_Exercise prompt_
Reproduce the portion of the two-weapon feat discussion starting with "Specifically, my planned" and going on through "the long term.".

Specifically, my planned feat would allow you to, if you are wielding a one handed weapon in each hand, to take a -5 penalty to hit in order to make an extra attack with each of your main hand and off hand weapon.

What I would like to know is, how does this compare on DPR against sharpshooter or GWM? I assume that as attacks per turn increases it falls behind due to lack of scaling, but at 1 or 2 attacks from the attack action, can it keep up? Furthermore, is the attack penalty too high, given that it adds additional attacks rather than flat damage? I'm considering making it a -2 or -3 penalty instead, so the damage doesn't suffer so much from missed attacks in the long term.

So to any math inclined members, can you help a DM out?

PhantomSoul
2021-04-15, 04:38 PM
It will depend a lot on what those attacks are -- does the attacker have per-hit bonuses to stack up and are they flat bonuses or dice? Per-round bonuses to stack up and are they flat bonuses or dice? On-crit bonuses? It'll also depend on the required attack roll (so target AC vs. attack bonus), advantage vs. disadvantage vs. neither (and if advantage is elven accuracy), etc. How do you want it to apply for a rogue (one base attack) vs. a fighter (up to four base attacks)?

Overall, though, I'd be hesitant to give lots of extra attacks, but for it being two-weapon fighting it could be feasible to do something like that. I'd tend to want it to be a -2, a -5 or a -1d4 (or other die), just because those are more common in the system.

_Location identification entries_
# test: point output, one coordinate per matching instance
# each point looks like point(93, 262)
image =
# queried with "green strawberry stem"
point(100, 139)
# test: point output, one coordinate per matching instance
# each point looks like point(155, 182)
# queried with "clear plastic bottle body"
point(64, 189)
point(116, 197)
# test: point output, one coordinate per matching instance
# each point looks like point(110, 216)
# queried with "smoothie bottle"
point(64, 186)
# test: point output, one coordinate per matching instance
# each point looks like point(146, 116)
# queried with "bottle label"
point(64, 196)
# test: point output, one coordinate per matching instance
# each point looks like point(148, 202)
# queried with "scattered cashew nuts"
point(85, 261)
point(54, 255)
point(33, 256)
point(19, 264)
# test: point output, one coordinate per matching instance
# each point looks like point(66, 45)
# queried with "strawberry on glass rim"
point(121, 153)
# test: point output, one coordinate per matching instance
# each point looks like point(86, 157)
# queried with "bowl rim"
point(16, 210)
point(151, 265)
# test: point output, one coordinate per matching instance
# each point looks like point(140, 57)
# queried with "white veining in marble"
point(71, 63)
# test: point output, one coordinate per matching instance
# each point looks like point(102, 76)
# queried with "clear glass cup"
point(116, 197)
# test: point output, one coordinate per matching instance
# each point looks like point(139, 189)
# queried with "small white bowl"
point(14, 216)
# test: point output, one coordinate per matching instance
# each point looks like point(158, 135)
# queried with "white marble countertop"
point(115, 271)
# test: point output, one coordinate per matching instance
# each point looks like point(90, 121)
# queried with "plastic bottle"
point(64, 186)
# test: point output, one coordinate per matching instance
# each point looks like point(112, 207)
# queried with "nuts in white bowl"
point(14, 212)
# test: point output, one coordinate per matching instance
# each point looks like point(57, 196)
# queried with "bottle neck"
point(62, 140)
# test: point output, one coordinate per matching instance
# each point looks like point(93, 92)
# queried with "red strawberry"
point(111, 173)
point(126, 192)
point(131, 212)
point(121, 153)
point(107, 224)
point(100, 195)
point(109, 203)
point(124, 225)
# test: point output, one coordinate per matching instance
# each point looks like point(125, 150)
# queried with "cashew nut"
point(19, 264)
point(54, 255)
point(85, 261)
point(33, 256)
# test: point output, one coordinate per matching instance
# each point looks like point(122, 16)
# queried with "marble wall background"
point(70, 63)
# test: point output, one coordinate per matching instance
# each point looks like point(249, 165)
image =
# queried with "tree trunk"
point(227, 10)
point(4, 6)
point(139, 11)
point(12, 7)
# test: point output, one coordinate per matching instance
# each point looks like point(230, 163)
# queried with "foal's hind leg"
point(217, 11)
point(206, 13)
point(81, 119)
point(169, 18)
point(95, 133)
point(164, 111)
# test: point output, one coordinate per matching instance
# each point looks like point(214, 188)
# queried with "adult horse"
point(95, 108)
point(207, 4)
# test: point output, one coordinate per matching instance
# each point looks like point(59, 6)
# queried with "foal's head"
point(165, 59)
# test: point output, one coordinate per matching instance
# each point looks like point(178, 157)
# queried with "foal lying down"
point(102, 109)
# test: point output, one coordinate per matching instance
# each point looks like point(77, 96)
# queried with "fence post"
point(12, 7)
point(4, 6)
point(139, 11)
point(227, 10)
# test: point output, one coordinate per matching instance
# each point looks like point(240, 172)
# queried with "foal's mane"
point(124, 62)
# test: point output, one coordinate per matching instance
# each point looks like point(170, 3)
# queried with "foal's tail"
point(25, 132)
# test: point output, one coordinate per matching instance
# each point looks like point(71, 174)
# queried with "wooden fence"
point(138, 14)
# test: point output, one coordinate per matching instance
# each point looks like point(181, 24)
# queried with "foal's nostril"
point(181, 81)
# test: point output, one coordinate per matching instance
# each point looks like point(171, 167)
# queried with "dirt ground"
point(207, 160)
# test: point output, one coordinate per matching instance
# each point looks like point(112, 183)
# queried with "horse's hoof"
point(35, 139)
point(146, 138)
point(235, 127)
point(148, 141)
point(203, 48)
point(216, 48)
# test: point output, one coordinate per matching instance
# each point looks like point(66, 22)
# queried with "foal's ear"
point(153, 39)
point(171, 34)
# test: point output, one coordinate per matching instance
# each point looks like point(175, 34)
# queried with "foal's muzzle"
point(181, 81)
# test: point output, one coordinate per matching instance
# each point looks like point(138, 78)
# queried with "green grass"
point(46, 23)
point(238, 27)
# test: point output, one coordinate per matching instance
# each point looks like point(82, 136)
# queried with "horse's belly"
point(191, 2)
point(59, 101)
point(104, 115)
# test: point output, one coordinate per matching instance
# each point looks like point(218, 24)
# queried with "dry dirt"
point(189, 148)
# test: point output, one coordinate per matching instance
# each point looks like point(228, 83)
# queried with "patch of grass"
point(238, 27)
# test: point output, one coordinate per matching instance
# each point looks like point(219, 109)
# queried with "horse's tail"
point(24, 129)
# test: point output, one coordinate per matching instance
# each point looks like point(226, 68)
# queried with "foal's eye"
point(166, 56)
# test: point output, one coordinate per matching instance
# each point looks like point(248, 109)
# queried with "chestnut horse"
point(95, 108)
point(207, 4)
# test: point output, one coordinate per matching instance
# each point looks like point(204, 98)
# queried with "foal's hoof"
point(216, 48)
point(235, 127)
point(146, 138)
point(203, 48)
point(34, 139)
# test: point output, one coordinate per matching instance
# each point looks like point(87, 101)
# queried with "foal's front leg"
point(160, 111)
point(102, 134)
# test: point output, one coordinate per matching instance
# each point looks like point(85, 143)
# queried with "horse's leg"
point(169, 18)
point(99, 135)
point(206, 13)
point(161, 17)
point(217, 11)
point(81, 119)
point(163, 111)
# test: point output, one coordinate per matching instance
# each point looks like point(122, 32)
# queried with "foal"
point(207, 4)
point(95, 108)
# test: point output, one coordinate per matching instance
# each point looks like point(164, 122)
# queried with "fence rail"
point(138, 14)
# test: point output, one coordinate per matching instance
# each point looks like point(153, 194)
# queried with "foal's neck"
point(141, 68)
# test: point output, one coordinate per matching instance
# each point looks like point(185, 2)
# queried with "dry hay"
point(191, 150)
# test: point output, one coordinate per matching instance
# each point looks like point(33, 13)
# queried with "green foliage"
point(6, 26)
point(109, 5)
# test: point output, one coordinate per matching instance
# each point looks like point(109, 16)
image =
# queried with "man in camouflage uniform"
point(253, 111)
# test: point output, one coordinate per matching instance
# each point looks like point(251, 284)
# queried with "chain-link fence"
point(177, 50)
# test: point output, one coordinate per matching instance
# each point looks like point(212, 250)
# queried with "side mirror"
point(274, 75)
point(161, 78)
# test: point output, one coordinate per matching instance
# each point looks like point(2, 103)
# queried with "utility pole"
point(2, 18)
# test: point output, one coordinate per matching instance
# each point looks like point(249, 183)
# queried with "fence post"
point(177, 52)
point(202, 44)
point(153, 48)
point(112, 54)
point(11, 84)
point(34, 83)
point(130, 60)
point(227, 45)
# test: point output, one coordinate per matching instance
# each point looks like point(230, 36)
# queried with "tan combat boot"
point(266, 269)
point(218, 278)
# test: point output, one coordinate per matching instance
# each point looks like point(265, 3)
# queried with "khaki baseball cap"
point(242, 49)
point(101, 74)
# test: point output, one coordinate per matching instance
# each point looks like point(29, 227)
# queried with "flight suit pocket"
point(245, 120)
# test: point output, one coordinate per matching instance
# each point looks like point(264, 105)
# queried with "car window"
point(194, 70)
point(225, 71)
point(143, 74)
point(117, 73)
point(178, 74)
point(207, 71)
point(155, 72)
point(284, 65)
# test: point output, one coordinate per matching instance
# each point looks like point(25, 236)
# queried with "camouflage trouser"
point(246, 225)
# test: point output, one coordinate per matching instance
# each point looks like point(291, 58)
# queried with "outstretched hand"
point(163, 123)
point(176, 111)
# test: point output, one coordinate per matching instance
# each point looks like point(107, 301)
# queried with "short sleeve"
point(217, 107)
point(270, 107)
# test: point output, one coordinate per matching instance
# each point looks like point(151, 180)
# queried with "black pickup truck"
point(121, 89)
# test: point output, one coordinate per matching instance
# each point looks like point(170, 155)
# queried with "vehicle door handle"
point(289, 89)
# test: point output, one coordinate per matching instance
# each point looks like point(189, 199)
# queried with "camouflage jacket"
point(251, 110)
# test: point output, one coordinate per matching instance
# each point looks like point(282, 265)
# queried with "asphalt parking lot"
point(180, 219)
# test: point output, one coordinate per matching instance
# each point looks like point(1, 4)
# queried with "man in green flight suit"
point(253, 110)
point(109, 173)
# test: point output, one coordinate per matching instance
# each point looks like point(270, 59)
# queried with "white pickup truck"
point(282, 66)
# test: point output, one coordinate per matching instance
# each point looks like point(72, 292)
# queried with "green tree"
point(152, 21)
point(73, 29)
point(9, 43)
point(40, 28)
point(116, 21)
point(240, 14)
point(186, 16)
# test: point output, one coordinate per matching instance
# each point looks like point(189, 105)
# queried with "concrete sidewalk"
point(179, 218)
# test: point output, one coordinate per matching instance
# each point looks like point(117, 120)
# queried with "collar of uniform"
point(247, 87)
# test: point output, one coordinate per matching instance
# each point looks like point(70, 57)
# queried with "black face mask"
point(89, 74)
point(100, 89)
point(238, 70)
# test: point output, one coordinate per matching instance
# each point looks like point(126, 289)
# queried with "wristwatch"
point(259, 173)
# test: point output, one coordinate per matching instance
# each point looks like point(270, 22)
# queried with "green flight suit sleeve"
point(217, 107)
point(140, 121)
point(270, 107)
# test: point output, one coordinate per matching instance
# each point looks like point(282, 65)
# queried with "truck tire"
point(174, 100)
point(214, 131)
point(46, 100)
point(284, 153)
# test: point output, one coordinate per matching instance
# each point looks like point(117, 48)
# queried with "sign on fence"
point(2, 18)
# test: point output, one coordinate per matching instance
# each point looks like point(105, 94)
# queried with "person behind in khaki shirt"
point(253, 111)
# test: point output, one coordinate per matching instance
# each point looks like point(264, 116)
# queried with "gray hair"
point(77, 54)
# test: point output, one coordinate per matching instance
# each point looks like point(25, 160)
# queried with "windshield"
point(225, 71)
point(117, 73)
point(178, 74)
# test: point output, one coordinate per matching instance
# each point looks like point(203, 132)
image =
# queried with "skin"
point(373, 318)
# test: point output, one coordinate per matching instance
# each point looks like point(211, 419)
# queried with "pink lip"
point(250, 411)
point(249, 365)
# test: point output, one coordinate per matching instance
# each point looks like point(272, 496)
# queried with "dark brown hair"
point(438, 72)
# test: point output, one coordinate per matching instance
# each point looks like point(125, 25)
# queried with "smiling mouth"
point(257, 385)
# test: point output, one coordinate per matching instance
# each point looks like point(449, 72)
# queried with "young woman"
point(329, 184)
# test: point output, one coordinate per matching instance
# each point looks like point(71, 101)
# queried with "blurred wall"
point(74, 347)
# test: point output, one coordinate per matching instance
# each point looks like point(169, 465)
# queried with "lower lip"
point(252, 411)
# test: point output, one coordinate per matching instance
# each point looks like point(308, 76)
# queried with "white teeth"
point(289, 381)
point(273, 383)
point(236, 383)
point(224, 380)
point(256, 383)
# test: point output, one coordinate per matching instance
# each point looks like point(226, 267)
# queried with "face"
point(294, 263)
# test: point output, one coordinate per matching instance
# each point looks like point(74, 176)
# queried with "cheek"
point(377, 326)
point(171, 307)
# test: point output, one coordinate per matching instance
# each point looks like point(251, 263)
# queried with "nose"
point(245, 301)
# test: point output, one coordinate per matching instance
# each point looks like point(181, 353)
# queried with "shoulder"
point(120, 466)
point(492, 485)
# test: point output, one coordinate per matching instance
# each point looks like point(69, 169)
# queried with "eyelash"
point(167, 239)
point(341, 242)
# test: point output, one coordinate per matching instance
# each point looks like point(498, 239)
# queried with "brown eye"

_Solution below_
Specifically, my planned feat would allow you to, if you are wielding a one handed weapon in each hand, to take a -5 penalty to hit in order to make an extra attack with each of your main hand and off hand weapon.

What I would like to know is, how does this compare on DPR against sharpshooter or GWM? I assume that as attacks per turn increases it falls behind due to lack of scaling, but at 1 or 2 attacks from the attack action, can it keep up? Furthermore, is the attack penalty too high, given that it adds additional attacks rather than flat damage? I'm considering making it a -2 or -3 penalty instead, so the damage doesn't suffer so much from missed attacks in the long term.